Every entry must be duplicated precisely as written.

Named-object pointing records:
● ● ●

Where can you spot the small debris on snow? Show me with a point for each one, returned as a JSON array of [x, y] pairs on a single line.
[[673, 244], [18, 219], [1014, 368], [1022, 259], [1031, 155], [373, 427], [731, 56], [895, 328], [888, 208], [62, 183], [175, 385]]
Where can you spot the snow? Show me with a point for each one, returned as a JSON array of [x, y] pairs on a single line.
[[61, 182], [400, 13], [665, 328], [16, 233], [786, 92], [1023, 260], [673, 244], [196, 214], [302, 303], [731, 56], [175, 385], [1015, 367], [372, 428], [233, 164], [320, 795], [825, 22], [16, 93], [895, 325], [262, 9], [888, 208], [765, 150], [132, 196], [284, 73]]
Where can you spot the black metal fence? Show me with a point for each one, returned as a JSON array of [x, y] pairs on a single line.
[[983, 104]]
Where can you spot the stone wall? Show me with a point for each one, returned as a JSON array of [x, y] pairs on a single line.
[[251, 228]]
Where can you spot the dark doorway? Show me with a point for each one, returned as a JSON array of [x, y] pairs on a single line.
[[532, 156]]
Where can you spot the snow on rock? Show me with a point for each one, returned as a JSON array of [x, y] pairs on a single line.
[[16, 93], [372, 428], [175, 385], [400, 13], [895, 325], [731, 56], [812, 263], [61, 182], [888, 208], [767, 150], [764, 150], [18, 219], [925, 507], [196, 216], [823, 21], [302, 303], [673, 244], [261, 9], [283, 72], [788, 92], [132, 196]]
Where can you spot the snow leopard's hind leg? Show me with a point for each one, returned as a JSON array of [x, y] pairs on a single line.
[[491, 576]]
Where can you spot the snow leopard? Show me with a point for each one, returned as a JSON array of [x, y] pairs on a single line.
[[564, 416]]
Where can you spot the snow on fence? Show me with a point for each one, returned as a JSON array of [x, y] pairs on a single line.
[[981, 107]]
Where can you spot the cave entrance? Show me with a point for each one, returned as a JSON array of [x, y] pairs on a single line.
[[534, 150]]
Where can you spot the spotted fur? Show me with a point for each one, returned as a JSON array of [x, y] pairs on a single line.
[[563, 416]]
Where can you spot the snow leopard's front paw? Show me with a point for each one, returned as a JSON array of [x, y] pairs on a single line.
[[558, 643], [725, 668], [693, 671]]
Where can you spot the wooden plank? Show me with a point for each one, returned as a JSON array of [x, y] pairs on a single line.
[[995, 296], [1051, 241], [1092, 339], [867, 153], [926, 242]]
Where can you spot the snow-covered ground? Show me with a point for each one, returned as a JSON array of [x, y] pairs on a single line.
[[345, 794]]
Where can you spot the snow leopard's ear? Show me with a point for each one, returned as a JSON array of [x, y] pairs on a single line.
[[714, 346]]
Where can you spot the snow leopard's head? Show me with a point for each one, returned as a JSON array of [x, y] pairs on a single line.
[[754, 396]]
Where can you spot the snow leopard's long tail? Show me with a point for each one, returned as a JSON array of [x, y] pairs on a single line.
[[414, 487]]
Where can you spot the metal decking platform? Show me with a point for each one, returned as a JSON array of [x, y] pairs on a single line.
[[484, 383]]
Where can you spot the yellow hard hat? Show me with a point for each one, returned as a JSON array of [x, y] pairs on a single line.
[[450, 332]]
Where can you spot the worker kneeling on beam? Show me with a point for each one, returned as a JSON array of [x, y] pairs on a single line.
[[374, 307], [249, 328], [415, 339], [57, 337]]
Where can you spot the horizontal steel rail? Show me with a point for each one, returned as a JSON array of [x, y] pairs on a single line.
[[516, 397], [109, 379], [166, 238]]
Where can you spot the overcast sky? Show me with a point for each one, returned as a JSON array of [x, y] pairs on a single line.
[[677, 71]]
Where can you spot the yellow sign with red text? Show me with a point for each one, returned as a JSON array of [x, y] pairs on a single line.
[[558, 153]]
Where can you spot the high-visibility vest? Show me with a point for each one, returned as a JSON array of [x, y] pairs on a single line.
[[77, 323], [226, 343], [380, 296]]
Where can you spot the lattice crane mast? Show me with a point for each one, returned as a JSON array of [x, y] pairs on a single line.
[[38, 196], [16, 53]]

● ● ●

◆ **OUTPUT**
Where can you spot the small debris on snow? Show me with a point for each one, returned as a JSON array of [x, y] pairs on a single line.
[[673, 244], [18, 219], [1014, 368], [1022, 259], [1031, 155], [373, 427], [731, 56], [895, 328], [888, 208], [62, 183], [175, 385]]
Where can you spot the snow? Show me with a point for each one, returned as a JSON array of [x, y] pairs on a single line.
[[61, 182], [400, 13], [665, 328], [16, 233], [786, 92], [1023, 260], [673, 244], [196, 214], [302, 303], [731, 56], [175, 385], [1015, 367], [372, 428], [233, 164], [320, 795], [825, 22], [16, 93], [895, 325], [262, 9], [888, 208], [765, 150], [132, 196], [284, 73]]
Where can you spot the black metal fence? Show me with a point for each one, returned as a JSON array of [x, y] pairs on a single line.
[[983, 104]]
Where can you spot the stone wall? Show me with a point for each one, returned as a JSON array of [x, y] pairs on a single line.
[[251, 228]]
Where can you spot the dark doorway? Show me with a point for each one, returned as a JSON array of [x, y] pairs on a single line.
[[532, 156]]
Where can you spot the snow on rock? Show me with a point for each one, returned as a JSON array of [x, y] pairs on a single line.
[[16, 93], [372, 428], [175, 385], [400, 13], [895, 325], [731, 56], [812, 263], [61, 182], [888, 208], [767, 150], [764, 150], [18, 219], [925, 507], [196, 216], [823, 21], [302, 303], [673, 244], [261, 9], [283, 72], [788, 92], [132, 196]]
Where can you spot the snow leopard's hind leg? Show me with a point for each one, returned as a JSON array of [x, y] pairs on a single line.
[[491, 576]]
Where can you spot the snow leopard? Show me with a point for each one, returned as a JSON array of [x, y] pairs on a single line.
[[564, 416]]
Where can you spot the snow on fence? Show me with a point for each one, returned as a JSON array of [x, y] pairs on a single line.
[[981, 107]]
Where can you spot the cave entrance? Show me with a point for each one, returned as a JSON array of [x, y] pairs on a single line.
[[534, 150]]
Where can you spot the spotted fur? Show me with a point for each one, returned as a JSON array of [x, y] pairs on a single line.
[[563, 416]]
Where can you spot the snow leopard's front paw? Show me with a point for each one, returned as a JSON array of [x, y] pairs on a single line.
[[558, 643], [725, 668], [693, 671]]
Where can you spot the wooden plank? Show me with a point for each one, returned as a JSON array of [x, y] pairs on a single line.
[[995, 296], [1051, 241], [1092, 339], [867, 153], [926, 242]]
Where can you spot the snow-covered ground? Show me with a point for each one, returned as a JSON array of [x, y] pairs on a single line.
[[345, 794]]
Where can you spot the snow leopard's ear? Show me with a point for each one, returned as a JSON array of [x, y] pairs on a single line.
[[714, 346]]
Where can you spot the snow leopard's head? Show me with a point for each one, returned as a JSON array of [x, y] pairs on a single line.
[[754, 396]]
Where can you spot the snow leopard's long tail? Show me with a point for each one, returned as a JSON array of [x, y] pairs on a single line.
[[414, 487]]
Where can you spot the metal decking platform? Show me with a point for each one, returned as a JSON array of [x, y] pairs on a single line.
[[484, 383]]
Where can you spot the yellow hard hat? Show me with a point for each one, returned as a JSON array of [x, y] pairs on a single line.
[[450, 332]]
Where can you spot the worker kneeling on beam? Show me with a point for each one, returned as a JSON array of [x, y] pairs on a single line.
[[374, 307], [249, 328], [415, 339], [57, 337]]
Where can you spot the horizontal steel rail? Show me with a point for each one, returned as a JSON array of [x, y] pairs on a single line.
[[516, 397], [109, 379], [166, 238]]
Where can you spot the overcast sky? Show me with a point for each one, returned as a JSON array of [x, y] pairs on a single line.
[[677, 71]]
Where can you spot the yellow sign with red text? Show me with a point for each one, returned as a JSON array of [x, y] pairs on a single line.
[[558, 153]]
Where can you spot the high-visibility vest? Show me with a point for each one, returned as a JSON array of [x, y] pairs on a single line.
[[77, 323], [226, 343], [380, 296]]
Where can you spot the lattice crane mast? Show me with a point for each one, returned as a JSON array of [x, y] pairs on a single line.
[[38, 196], [16, 53]]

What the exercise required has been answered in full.